EXERCISE AIM:
Rewrite the records below, changing each "keypoint" to "point" and leaving everything else untouched.

MATERIAL FOR THIS EXERCISE:
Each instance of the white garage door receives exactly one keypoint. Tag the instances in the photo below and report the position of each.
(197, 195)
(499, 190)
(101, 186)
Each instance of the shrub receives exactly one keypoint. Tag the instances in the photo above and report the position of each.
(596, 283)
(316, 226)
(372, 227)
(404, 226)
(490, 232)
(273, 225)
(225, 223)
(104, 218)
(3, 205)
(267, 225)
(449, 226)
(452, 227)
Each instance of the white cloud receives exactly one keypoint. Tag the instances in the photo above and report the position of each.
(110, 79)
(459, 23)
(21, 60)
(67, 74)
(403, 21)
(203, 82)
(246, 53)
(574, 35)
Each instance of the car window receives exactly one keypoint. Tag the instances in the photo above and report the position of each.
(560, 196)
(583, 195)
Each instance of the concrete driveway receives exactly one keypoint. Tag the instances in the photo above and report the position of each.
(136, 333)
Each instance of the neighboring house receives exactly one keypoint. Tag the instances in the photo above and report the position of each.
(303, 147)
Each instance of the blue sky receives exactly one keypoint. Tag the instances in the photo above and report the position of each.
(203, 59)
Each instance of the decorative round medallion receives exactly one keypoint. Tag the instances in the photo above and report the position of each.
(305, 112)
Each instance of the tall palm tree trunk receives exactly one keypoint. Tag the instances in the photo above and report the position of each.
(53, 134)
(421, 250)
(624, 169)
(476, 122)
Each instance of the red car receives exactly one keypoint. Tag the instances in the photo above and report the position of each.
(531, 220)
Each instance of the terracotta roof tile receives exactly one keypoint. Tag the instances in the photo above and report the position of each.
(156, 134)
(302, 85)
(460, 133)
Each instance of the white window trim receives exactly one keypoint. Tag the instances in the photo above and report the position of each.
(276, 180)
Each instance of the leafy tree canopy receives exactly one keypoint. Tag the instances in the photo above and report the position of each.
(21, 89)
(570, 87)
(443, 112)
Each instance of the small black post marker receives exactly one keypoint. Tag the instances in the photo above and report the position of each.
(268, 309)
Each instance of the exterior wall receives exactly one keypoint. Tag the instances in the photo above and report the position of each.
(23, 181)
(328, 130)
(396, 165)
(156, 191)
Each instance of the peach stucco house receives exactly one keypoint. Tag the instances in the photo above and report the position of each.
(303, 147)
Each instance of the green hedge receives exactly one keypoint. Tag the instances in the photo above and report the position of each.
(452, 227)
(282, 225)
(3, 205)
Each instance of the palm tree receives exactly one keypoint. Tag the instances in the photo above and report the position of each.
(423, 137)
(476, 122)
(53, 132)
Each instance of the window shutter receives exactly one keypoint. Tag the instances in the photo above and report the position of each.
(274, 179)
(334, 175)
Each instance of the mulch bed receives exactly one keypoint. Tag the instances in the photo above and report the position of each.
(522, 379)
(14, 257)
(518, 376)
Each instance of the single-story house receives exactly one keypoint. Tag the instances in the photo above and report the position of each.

SOLUTION FOR THIS EXERCISE:
Each instance of the white garage door receives exactly one point. Tag the instances in the photo below and report the position of each.
(197, 195)
(499, 190)
(101, 186)
Each instance of the shrub receives exactly one point. Tag the instances in the photo above and report the position of each.
(596, 283)
(316, 226)
(372, 227)
(404, 226)
(490, 232)
(273, 225)
(225, 223)
(104, 218)
(3, 205)
(267, 225)
(449, 226)
(452, 227)
Each instance of the white cloud receives exactly one point. Tag the instances in the photo above and report the position of each.
(110, 79)
(459, 23)
(21, 60)
(67, 74)
(403, 21)
(203, 82)
(246, 53)
(574, 35)
Each instance of the car window receives exactly one point. Tag the instances in the photo above and report the position of each.
(560, 196)
(583, 195)
Each instance of the concrete driveway receives exactly one point. Tag the instances in the photo above and report the position of each.
(136, 333)
Each instance of the neighboring house receives exactly one point. Tag the instances in the photo above and report the position of each.
(303, 147)
Each instance of the blue sky receives exactly one point. Tag the instances in the photo above and report the position of each.
(203, 59)
Each instance of the decorative round medallion receives exactly one point. Tag the instances in the photo above and report the position of each.
(305, 112)
Each instance of the tall palm tree trunk receives exactly one point. Tag the instances in the photo above and report the position of each.
(53, 134)
(421, 250)
(624, 169)
(476, 122)
Each instance of the red car receives exactly one point. Tag the instances in the photo above and report the position of each.
(531, 220)
Each instance of the terracotta roof tile receives exactly one point. Tag the instances in the photo above and report the position of each.
(156, 134)
(302, 85)
(460, 133)
Each instance of the white window trim receives exactly one point. Tag the instances in the photo above and report the position of each.
(276, 180)
Each instance of the leafy tree canopy receives exactly one point. Tag the instances in the photo above and report the position of each.
(21, 89)
(570, 87)
(443, 112)
Each instance of the small black post marker receives exactly one point. Tag the instances in the photo above and report the position of each.
(268, 309)
Each instance of the exterior wall receives exactly one point. Tag the instances in the photo above and report the position of each.
(23, 181)
(328, 130)
(396, 165)
(156, 191)
Each instance of the peach stucco house receives exactly one point. Tag the instances in the photo above and report the position of each.
(303, 147)
Each instance of the green hedge receives exactly one point. Tag the instances in the photo above and report the position of each.
(452, 227)
(282, 225)
(3, 205)
Each instance of the palm tree receives exactly one point. Tag the instances in the photo above and report the position of each.
(423, 137)
(476, 122)
(53, 132)
Each instance of the window shutter receives exactly one point. Tag the instances in the photo above and report the position of each.
(274, 179)
(334, 175)
Each instance of the mulch bed receives exactly one point. Tag the instances in the photo above and report the position of each.
(522, 379)
(14, 257)
(518, 376)
Each instance of the single-story house receives exactly one point. Tag the instances in the photo above and report the position of each.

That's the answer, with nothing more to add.